• [Task directions] Pull out every line of the material below that contains the string "white", copying each one.

• [Excerpted records]

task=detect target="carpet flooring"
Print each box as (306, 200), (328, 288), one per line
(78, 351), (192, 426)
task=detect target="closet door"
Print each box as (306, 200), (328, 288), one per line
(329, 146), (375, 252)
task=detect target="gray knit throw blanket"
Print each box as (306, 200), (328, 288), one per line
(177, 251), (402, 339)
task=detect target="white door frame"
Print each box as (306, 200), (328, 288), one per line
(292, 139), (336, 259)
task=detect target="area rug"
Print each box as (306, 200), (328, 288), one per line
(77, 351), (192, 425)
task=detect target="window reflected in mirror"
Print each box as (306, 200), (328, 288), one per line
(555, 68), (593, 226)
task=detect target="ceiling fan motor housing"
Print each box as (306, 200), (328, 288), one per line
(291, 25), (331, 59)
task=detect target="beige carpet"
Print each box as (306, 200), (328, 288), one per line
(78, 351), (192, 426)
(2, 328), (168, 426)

--

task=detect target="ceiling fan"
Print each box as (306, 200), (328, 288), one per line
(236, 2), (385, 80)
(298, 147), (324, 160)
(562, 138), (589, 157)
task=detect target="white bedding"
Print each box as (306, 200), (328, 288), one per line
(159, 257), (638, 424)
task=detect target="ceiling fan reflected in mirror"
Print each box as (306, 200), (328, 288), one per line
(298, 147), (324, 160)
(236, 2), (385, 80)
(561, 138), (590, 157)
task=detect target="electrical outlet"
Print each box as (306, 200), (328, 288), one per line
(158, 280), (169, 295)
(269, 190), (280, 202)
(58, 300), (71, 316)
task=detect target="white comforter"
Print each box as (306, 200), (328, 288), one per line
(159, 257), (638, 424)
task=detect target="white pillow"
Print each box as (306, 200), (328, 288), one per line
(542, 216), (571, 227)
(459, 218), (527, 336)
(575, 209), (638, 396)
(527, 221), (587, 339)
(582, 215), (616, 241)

==

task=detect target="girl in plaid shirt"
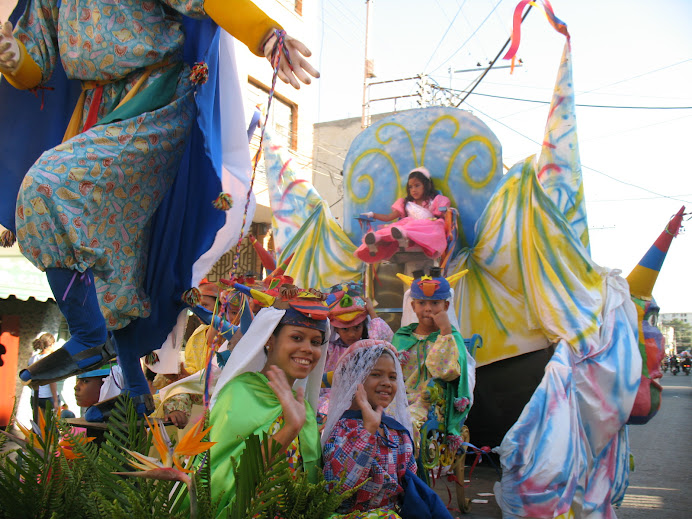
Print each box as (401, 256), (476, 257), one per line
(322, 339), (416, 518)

• [Solution for this task]
task=detect target="white door frame"
task=detect target="white bedding"
task=detect target="white comforter"
task=detect target="white pillow"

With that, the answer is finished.